#### [Exercise description]
With no omissions, write out every record given below.

#### [Data extract]
***
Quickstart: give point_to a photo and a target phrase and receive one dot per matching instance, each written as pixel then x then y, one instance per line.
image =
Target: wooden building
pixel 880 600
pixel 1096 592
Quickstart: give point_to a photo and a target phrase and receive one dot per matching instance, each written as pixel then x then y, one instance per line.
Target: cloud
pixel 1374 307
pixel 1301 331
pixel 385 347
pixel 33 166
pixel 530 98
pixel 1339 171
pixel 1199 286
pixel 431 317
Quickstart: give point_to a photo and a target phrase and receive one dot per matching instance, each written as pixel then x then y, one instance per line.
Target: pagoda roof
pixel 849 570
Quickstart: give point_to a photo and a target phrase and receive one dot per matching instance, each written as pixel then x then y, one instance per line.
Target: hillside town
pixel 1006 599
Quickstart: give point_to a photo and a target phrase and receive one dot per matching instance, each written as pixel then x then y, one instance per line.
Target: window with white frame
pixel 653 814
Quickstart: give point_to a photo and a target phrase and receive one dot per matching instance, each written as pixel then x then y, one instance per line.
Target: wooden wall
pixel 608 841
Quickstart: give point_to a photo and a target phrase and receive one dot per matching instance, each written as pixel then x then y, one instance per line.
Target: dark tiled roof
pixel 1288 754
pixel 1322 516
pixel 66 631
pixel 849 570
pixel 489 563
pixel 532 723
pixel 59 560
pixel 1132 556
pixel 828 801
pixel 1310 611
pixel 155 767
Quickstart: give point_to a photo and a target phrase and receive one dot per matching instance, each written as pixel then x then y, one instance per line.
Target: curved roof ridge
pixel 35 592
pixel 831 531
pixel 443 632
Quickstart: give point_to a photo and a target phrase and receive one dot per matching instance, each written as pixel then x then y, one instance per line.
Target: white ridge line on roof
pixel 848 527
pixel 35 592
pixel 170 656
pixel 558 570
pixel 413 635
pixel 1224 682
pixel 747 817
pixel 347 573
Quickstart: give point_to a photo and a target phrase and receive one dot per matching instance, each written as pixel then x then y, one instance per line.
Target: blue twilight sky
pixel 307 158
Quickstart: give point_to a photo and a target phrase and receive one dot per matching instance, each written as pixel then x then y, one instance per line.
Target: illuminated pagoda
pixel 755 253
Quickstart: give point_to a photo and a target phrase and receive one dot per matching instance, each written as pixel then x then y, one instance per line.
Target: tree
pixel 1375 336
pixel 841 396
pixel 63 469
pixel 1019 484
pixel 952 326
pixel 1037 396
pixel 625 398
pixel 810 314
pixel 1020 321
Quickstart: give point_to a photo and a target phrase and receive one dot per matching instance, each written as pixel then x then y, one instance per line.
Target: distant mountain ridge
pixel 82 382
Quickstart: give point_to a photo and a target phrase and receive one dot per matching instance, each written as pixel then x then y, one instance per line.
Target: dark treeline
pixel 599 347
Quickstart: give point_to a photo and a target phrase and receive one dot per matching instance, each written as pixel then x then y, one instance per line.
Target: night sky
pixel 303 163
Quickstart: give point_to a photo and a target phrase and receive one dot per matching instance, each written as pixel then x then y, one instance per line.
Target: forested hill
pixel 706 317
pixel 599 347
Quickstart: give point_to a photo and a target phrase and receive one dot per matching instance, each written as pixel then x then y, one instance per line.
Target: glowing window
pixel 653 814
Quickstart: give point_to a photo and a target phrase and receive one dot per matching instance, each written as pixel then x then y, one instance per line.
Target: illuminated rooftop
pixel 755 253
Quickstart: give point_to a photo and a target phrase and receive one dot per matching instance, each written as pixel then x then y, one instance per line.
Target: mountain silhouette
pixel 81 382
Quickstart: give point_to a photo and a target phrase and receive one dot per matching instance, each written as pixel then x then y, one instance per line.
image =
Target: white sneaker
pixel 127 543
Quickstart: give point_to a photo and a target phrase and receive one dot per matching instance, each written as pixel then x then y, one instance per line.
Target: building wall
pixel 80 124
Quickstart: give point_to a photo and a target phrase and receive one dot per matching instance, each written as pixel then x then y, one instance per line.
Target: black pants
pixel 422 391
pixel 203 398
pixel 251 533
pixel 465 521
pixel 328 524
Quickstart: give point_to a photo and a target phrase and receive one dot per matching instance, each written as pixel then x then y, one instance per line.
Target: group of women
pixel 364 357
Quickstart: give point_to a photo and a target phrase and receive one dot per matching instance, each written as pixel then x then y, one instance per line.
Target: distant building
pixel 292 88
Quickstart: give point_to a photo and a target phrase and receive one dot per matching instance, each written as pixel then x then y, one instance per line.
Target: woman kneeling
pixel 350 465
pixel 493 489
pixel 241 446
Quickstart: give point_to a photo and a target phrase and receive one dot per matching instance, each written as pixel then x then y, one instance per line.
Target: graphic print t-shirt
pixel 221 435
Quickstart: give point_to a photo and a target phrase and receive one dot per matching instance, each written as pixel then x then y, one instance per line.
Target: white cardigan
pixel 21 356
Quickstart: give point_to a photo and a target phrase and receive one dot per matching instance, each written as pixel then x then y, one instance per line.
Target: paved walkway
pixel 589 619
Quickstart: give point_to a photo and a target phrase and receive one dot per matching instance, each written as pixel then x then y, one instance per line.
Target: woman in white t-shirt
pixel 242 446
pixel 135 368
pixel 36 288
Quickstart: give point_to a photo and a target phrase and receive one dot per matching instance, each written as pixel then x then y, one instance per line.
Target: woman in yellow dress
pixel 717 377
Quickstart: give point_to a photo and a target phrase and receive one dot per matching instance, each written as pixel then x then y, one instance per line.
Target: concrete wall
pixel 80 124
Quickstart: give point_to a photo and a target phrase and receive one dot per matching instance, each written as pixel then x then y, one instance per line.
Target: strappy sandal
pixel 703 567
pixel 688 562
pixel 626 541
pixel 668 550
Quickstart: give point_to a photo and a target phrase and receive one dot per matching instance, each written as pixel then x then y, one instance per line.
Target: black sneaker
***
#### [Your response]
Quickstart: give point_to a photo and a target phrase and receive one dot per matching instance, each written as pixel then x then y, one instance per line.
image =
Target: wooden building
pixel 880 600
pixel 1096 592
Quickstart: give point_to a photo and a target phrase and receive one dot per matching instance, each written as pixel then x then y, one instance per line.
Target: cloud
pixel 1374 307
pixel 1301 331
pixel 385 347
pixel 33 166
pixel 530 98
pixel 1339 171
pixel 1199 286
pixel 431 317
Quickstart: give point_to a photo and a target phrase and receive one dot per matching instance, each written as pixel then x then y, one instance per line.
Target: pagoda roof
pixel 849 570
Quickstart: give point_to a photo and a target phrase and receive one dot per matching instance, each written as pixel then x then y, one instance per line.
Target: hillside town
pixel 1006 599
Quickstart: give point_to a photo and a target phrase and receive one dot per matching instance, each written as pixel then x then y, one instance per line.
Target: window with white frame
pixel 653 814
Quickstart: give point_to a photo and a target phrase and receive one dot per matching instance, each written as pixel then x then y, one instance per line.
Target: wooden wall
pixel 608 841
Quickstart: give point_to a photo and a target phrase and receive one dot per matching instance, each written as pixel then x then y, one instance per line.
Target: dark tiled roof
pixel 1288 754
pixel 1322 516
pixel 66 631
pixel 849 570
pixel 489 563
pixel 532 723
pixel 59 560
pixel 1132 556
pixel 828 801
pixel 1310 611
pixel 155 767
Quickstart: give point_to a photo and a target phrase and receive one dot per matching instance, each written as pixel then x then y, one instance per line.
Target: curved roof ridge
pixel 35 592
pixel 831 531
pixel 443 632
Quickstart: give point_to a photo and a target phrase and receive one dot per matching instance, each written as pixel then x then y, one instance per line.
Target: white ridge line on roof
pixel 848 527
pixel 35 592
pixel 170 656
pixel 558 570
pixel 413 635
pixel 1224 682
pixel 747 817
pixel 347 573
Quickstart: give point_to a photo and a target phrase and receive one dot per matching instance, each written as pixel then x then y, one instance per line.
Target: blue twilight sky
pixel 307 158
Quickstart: give point_to a photo and a target phrase and receive one dot per matching instance, each written as pixel then x then y, one instance per line.
Target: illuminated pagoda
pixel 755 253
Quickstart: give point_to a photo and a target phrase and receive one dot per matching instance, each written as pixel then x then y, one instance per line.
Target: tree
pixel 1375 336
pixel 841 396
pixel 63 469
pixel 1019 484
pixel 952 326
pixel 1037 396
pixel 625 398
pixel 810 314
pixel 1020 321
Quickstart: give point_to a photo and a target phrase and receive one dot per matching instance, each written as pixel then x then y, one instance per line.
Target: distant mountain ridge
pixel 82 382
Quickstart: give point_to a photo and a target phrase and receive one dot per matching instance, each written as pixel then x then y, one instance per line.
Target: dark treeline
pixel 599 347
Quickstart: give point_to a photo and a target phrase and receive one dot per matching instance, each written as pixel then x then y, one instance per line.
Target: night sky
pixel 303 163
Quickstart: give point_to a photo and a target phrase and receive one dot per matching instance, each written as pixel then x then y, one instance per line.
Target: forested hill
pixel 706 317
pixel 599 347
Quickstart: give point_to a photo and a target phrase and receive one dot per matching instance, each written as pixel then x then y, one instance per line.
Target: glowing window
pixel 653 814
Quickstart: give point_to a photo and a target phrase and receive one dot per matching instance, each written as pixel then x then y, one instance per line.
Target: illuminated rooftop
pixel 755 253
Quickstart: give point_to a photo and a target phrase and receive one dot per matching instance, each written as pixel then x then y, one instance per line.
Target: mountain silhouette
pixel 81 382
Quickstart: give point_to a photo and a target phrase and receive one dot per matching instance, each written as pixel then x then y, one instance per line.
image =
Target: white sneaker
pixel 127 543
Quickstart: give point_to a photo and a target phrase and receive one dot per matching instance, each written as pixel then x then y, one instance per line.
Target: building wall
pixel 80 124
Quickstart: give point_to a photo and a target phrase and receive one dot per matching instance, each written as pixel then x then y, one instance per line.
Target: black pants
pixel 422 391
pixel 203 398
pixel 251 533
pixel 465 521
pixel 328 524
Quickstart: give point_to a photo and a target phrase and receive one dot per matching instance, each written as pixel then x then y, one instance per line.
Target: group of women
pixel 364 357
Quickstart: give point_to a photo and a target phrase and receive one dot per matching instance, each written as pixel then x then y, one instance per line.
Target: distant building
pixel 292 88
Quickstart: give point_to a photo and a target phrase and receive one dot per matching instance, each written as pixel then x then y, one instance per line.
Target: woman kneeling
pixel 350 465
pixel 493 489
pixel 241 446
Quickstart: give point_to a photo and a target phrase and receive one dot per matching instance, each written as pixel then x then y, one instance per line.
Target: graphic print t-shirt
pixel 221 435
Quickstart: give point_to a photo and a target phrase and receive one dot per matching instance, each written as pixel then x then y, one instance per line.
Target: white cardigan
pixel 21 356
Quickstart: give point_to a photo and a target phrase and receive one dot per matching instance, each written as pixel then x then y, one instance per line.
Target: paved walkway
pixel 589 619
Quickstart: give point_to a photo and a target phrase and receive one dot per matching instance, each written as pixel then x then y, one instance per line.
Target: woman in white t-shirt
pixel 242 446
pixel 135 368
pixel 36 288
Quickstart: give point_to a photo and a target phrase and receive one dot per matching instance, each written as pixel then x then y, one instance per line.
Target: woman in yellow dress
pixel 717 377
Quickstart: give point_to a photo and a target phrase and receive one dot per matching instance, each written as pixel then x then y, one instance per line.
Target: concrete wall
pixel 80 124
Quickstart: give point_to a photo and a target phrase and receive one dot per matching instance, each written as pixel then x then y, one instance per line.
Target: strappy sandal
pixel 703 567
pixel 688 562
pixel 626 541
pixel 668 550
Quickstart: give point_to a photo and a target phrase and receive one dot per matching instance, each written as pixel then x then y, one instance per line.
Target: black sneaker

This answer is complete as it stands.